(Rows from a pointing dataset)
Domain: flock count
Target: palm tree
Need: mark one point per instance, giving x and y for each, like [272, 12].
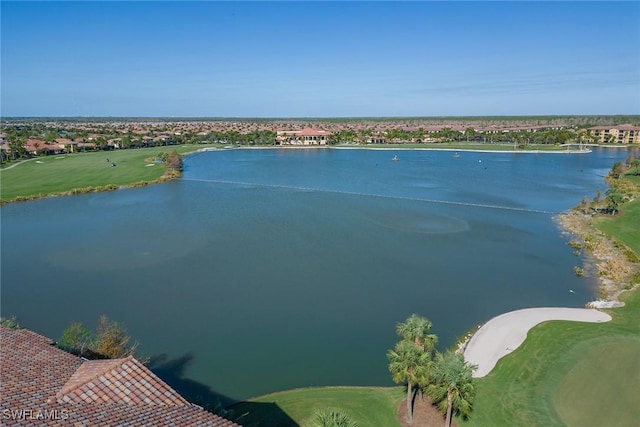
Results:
[416, 330]
[452, 387]
[409, 364]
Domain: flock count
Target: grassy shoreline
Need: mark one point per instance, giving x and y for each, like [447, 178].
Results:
[80, 173]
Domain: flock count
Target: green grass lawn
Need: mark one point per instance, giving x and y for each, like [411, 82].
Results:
[58, 174]
[568, 373]
[472, 146]
[368, 406]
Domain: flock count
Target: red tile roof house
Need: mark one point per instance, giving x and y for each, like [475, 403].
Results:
[306, 136]
[41, 385]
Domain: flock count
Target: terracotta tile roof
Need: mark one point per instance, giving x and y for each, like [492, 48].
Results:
[43, 385]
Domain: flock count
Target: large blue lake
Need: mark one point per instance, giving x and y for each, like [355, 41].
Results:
[273, 269]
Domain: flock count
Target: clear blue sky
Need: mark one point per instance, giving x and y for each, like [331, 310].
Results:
[319, 59]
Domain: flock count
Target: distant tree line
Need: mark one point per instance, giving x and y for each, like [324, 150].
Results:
[445, 377]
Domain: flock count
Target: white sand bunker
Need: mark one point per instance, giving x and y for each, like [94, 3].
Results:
[503, 334]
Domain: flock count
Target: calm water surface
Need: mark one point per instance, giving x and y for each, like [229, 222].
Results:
[274, 269]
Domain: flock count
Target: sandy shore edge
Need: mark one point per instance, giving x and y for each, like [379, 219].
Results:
[503, 334]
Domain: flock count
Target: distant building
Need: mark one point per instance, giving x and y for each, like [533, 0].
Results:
[45, 386]
[620, 134]
[307, 136]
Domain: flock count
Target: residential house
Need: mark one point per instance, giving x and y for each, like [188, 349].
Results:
[45, 386]
[620, 134]
[306, 136]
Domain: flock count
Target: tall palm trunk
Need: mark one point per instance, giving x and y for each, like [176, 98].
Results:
[409, 412]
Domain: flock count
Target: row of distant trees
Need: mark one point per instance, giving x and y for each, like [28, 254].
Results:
[445, 377]
[18, 135]
[619, 190]
[109, 341]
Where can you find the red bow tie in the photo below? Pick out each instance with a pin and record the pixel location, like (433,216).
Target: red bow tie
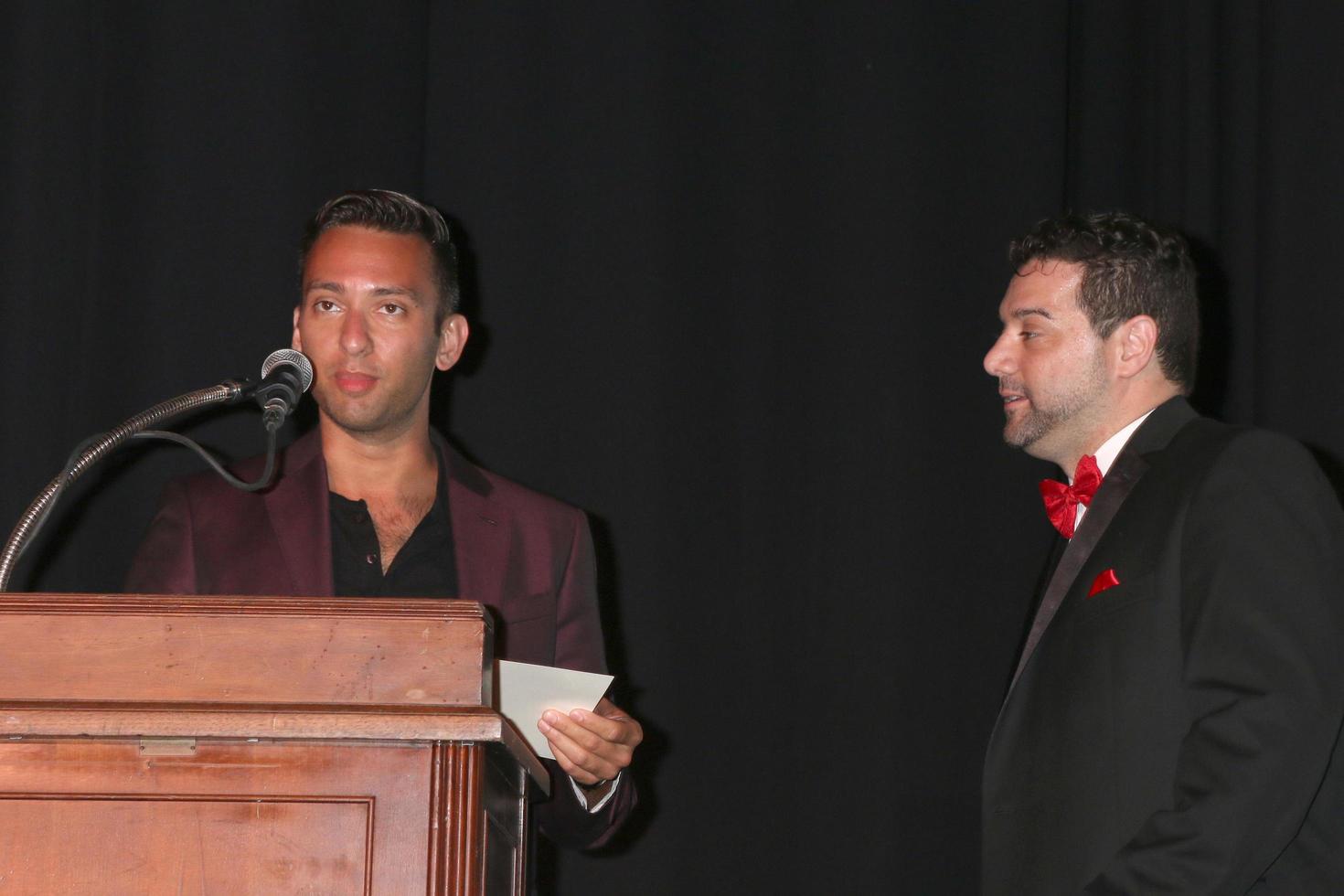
(1062,500)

→ **PROBLEM TO WORK ON**: Copy every line of the data word for word, omitting the images.

→ **FINAL ANSWER**:
Domain: flock count
Target: palm tree
Need: mark one point per instance, giving x and y for each, like [272, 12].
Results:
[416, 330]
[452, 387]
[409, 364]
Domain: flock count
Target: grassy shoreline
Need: mark one point per instance, giving x and y for each, like [447, 178].
Results:
[80, 173]
Domain: flock count
Target: green grass lawn
Need: mark one point per instance, giving x and y for each, like [411, 82].
Results:
[58, 174]
[568, 373]
[472, 146]
[368, 406]
Domain: flock count
Target: red tile roof house
Need: mark one point per instance, giving x and y for each, like [475, 403].
Results:
[306, 136]
[41, 385]
Domain: flock count
Target: terracotta tile roof
Need: mark one point per instance, giving x and y for each, like [492, 48].
Results:
[43, 385]
Domain: flock count
Target: large blue lake
Need: mark one point per instance, giving x and y for each, like [355, 41].
Results:
[273, 269]
Domain: flock count
Target: clear blue sky
Need: mark one point per instance, giving x and y for each, like [331, 310].
Results:
[319, 59]
Domain: flock count
Target: distant tree line
Need: mark one point per instance, giving x and y for each, like [324, 150].
Results:
[445, 377]
Domain: flock count
Target: white sand bunker
Need: mark one point per instance, giving x and y for each, like [94, 3].
Results:
[503, 334]
Domain: flock count
Target: calm water surface
Need: mark one point per instance, giving x and y for each, like [229, 222].
Results:
[274, 269]
Domain: flock count
Target: sandy shore edge
Need: mark one point per instance, giving x and y for each, like [379, 219].
Results:
[503, 334]
Domain: flock count
Target: distant building
Need: mark one point per instance, giving x and y for each, like [533, 0].
Results:
[45, 386]
[620, 134]
[307, 136]
Domain: flock count
Target: residential house
Need: mark one point per instance, giving x and y for each, like [188, 349].
Results:
[45, 386]
[620, 134]
[306, 136]
Domain: flock count
Target: tall palm trunk
Need: mark one point per instance, giving x and y for each, like [176, 98].
Results:
[409, 412]
Domain: flock count
Target: row of distant trees
Need: mark one point per instance, giving x and y for each, like [28, 254].
Results:
[445, 377]
[18, 135]
[619, 190]
[109, 341]
Where can you find the red bow tie in the photo below? Pick out each instance with a pin and record the pixel location, like (433,216).
Target: red bow tie
(1062,500)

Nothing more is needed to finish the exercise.